§ **Exercise**: Give again, word for word, each line below starting at the one that contains "Query: cheetah muzzle" and ending at the one that contains "Query: tree trunk".

§ **Available data**:
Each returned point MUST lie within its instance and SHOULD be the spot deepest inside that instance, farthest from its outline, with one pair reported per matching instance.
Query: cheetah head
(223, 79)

--

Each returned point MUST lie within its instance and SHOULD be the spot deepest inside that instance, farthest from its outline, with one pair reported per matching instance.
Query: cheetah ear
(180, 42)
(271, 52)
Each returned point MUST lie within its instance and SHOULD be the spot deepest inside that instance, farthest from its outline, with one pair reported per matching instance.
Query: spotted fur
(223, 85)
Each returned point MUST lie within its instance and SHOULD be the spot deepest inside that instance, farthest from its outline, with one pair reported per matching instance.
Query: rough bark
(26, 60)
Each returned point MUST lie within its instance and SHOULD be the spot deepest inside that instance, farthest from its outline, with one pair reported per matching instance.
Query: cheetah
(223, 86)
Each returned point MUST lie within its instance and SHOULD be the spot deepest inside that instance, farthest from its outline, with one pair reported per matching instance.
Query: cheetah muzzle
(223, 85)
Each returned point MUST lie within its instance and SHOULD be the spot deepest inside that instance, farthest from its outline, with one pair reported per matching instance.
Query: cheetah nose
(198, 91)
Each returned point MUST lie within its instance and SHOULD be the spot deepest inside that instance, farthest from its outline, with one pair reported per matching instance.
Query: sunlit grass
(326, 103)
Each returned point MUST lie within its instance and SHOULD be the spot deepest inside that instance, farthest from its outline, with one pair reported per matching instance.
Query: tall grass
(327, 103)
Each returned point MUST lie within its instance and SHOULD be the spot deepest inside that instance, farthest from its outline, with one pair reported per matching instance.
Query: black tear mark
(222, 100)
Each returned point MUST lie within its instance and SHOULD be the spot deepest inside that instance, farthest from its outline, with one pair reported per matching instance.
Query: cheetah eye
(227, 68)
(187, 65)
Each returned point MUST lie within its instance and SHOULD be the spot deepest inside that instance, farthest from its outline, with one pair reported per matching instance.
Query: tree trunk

§ **Finished task**:
Query: cheetah muzzle
(223, 85)
Each returned point MUST lie within its instance and SHOULD be the spot deepest inside that instance, farthest from its outline, with one pair reported per matching instance.
Query: cheetah nose
(198, 91)
Each returned point MUST lie within its instance and SHOULD be the spot deepest inside that instance, farthest from its outline, with one pair reported per matching instance.
Query: sunlit grass
(326, 103)
Each returned point MUST lie within its instance and SHOULD be the spot deepest inside that instance, farthest from its outline, with one pair reported per matching instance.
Query: tall grass
(327, 103)
Each returned point MUST lie within its instance and SHOULD be the spot deepest inside that instance, farthest from its outline, with one pair reported per matching instance.
Query: black tear mark
(222, 100)
Each returned point MUST lie within its instance and SHOULD be the spot deepest inside that instance, farthest from its outline, with one pair reported per matching instance.
Query: cheetah eye
(227, 68)
(187, 65)
Each returned point MUST lie within its instance and SHOULD be the spot deepest inside that instance, farthest from its outline, with one pair reported per matching instance.
Query: tree trunk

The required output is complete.